** Given text follows **

Trouw Nutrition presents research to help measure and tackle sub-optimal farm animal productivity
11 March 2019
Trouw Nutrition, a global leader in animal feeding solutions and services, has showed that, on average worldwide, the productivity of farm animals is 30-40% below their genetic potential. This yield gap can be effectively tackled by applying key animal nutrition solutions.
With our global population set to rise to almost 10 billion by 2050, the world’s food systems are under pressure to meet growing demand and ensure healthy diets for everyone. Specifically, our agricultural systems will need to increase productivity by over 50% by 2050, compared to 2012. What’s more, for optimal use of land, about a third of recommended adult protein consumption should come from animal sources.
Nevertheless, around the world, farm animals are currently delivering a performance that is between 30 and 40% less than their full genetic potential. Sub-optimal conditions and animal health are primary causes of this yield gap; better nutrition can help support farm animal health and significantly improve their performance.

** End of Given text **
** Dataset excerpts follows **

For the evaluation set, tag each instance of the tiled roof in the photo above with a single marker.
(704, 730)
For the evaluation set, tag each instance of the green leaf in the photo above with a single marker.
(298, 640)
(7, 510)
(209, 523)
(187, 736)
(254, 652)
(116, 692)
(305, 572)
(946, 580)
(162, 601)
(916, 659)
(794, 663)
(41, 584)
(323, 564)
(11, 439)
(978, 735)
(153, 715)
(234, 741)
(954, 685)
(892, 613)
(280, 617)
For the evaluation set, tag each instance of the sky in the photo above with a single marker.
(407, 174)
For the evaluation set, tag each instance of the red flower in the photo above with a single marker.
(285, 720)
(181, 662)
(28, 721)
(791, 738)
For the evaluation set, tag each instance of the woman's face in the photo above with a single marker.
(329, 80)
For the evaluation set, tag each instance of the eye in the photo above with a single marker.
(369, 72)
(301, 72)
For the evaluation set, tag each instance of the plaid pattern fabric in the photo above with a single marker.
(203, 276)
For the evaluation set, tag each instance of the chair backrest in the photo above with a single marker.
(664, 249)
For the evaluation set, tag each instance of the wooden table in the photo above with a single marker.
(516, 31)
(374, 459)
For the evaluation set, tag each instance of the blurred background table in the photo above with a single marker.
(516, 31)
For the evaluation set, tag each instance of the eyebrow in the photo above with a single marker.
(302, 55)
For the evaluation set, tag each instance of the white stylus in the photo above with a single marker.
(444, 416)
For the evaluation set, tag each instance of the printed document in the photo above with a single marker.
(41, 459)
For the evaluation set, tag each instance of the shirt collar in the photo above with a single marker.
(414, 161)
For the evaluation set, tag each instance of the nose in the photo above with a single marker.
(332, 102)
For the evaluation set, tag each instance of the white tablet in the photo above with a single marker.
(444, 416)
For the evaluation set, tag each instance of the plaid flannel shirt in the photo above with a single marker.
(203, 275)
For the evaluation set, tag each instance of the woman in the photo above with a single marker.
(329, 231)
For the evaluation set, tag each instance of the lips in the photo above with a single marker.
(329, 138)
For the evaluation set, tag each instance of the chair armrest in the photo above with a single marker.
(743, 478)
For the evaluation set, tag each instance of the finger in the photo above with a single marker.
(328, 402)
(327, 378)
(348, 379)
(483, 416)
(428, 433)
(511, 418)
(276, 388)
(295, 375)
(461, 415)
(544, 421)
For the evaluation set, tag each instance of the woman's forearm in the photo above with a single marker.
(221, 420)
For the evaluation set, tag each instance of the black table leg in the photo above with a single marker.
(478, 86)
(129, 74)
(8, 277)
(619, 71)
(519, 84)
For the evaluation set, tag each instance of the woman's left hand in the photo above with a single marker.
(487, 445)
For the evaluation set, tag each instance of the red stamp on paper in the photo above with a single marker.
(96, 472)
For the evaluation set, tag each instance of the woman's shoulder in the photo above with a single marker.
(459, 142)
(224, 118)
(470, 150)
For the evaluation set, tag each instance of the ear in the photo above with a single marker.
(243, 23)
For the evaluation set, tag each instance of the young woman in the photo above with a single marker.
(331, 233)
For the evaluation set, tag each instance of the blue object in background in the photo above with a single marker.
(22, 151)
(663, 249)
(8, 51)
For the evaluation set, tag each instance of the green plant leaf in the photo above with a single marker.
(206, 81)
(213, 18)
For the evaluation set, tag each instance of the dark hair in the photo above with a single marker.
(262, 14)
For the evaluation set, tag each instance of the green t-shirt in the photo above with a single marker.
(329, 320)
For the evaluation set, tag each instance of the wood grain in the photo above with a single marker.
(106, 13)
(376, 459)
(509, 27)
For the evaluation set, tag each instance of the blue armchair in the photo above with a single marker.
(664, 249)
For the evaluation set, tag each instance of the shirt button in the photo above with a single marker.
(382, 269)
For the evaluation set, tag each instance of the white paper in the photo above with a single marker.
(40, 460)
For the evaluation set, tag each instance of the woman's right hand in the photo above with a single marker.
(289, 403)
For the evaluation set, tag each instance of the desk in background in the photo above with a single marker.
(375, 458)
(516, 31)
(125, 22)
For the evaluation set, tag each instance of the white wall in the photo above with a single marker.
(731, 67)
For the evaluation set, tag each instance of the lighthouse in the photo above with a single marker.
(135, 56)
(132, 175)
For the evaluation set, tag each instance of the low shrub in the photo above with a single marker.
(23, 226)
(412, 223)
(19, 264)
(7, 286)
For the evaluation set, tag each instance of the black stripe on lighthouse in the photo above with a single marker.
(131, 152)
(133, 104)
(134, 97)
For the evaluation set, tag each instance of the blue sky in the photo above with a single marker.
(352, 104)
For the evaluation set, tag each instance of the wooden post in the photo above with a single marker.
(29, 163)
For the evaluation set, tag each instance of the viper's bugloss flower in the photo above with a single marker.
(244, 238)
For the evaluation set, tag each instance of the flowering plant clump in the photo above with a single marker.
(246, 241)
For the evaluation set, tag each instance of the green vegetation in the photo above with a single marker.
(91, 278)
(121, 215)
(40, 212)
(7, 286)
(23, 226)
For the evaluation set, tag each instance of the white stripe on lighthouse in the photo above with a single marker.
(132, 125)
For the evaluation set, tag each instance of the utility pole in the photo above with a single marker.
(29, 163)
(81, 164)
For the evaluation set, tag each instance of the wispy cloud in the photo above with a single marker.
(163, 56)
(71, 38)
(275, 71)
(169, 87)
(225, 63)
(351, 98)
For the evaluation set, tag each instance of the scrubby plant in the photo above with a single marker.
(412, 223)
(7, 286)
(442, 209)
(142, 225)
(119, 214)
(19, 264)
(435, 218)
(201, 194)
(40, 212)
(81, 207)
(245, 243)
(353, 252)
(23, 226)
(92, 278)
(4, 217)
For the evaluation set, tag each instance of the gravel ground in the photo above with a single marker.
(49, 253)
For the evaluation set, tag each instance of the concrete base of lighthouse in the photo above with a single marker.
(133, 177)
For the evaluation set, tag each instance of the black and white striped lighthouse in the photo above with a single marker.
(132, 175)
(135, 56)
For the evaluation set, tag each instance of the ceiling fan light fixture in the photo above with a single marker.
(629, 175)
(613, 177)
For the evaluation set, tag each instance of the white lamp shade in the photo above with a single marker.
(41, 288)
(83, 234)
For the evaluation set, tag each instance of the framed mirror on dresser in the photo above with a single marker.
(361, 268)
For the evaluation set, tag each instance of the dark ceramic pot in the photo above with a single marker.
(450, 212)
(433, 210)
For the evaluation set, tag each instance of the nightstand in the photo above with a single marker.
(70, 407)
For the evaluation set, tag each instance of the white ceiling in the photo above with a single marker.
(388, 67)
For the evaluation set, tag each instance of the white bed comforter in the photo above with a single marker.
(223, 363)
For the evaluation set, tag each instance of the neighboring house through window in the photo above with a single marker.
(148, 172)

** End of Dataset excerpts **

Directions:
**a)** Decide whether each statement agrees with the Trouw Nutrition announcement, answering yes or no and quoting the words that settle it.
(i) Farm animals worldwide are performing below their genetic potential by 30 to 40%.
(ii) The global population is expected to reach almost 10 billion by 2050.
(iii) About half of recommended adult protein consumption should come from animal sources.
**b)** Answer these questions from the Trouw Nutrition announcement.
(i) What date does it carry?
(ii) By how much will agricultural systems need to increase productivity by 2050, compared to 2012?
(iii) What does it name as primary causes of the yield gap?
**c)** Resume the Trouw Nutrition announcement on farm animal productivity after its last sentence.
The entries have no connection to the Trouw Nutrition announcement.

Answers by task:
**a)**
(i) Yes: "farm animals are currently delivering a performance that is between 30 and 40% less than their full genetic potential"
(ii) Yes: "our global population set to rise to almost 10 billion by 2050"
(iii) No: "about a third of recommended adult protein consumption should come from animal sources"

**b)**
(i) 11 March 2019
(ii) By over 50%
(iii) Sub-optimal conditions and animal health

**c)**
To address these challenges, Trouw Nutrition has developed a range of innovative animal nutrition solutions that drive farm animal performance, including better early-life nutrition, solutions that reduce the need for antibiotics, and precision-feeding technology. In particular, by improving pre-weaning nutrition, applying feed-farm-health management strategies and speeding up the quality control of raw material feed ingredients, new levels of farm animal performance can be unlocked.
Leo den Hartog, Director R&D at Nutreco, and Professor in Animal Nutrition in Circular Economy at Wageningen University commented at the 6th Global Feed & Food Congress in Bangkok, Thailand: “More than ever, our world needs to embrace a more circular approach to food production. Innovations in animal nutrition can play a crucial role in improving the performance of farm animals and drive more sustainable food production for generations to come.”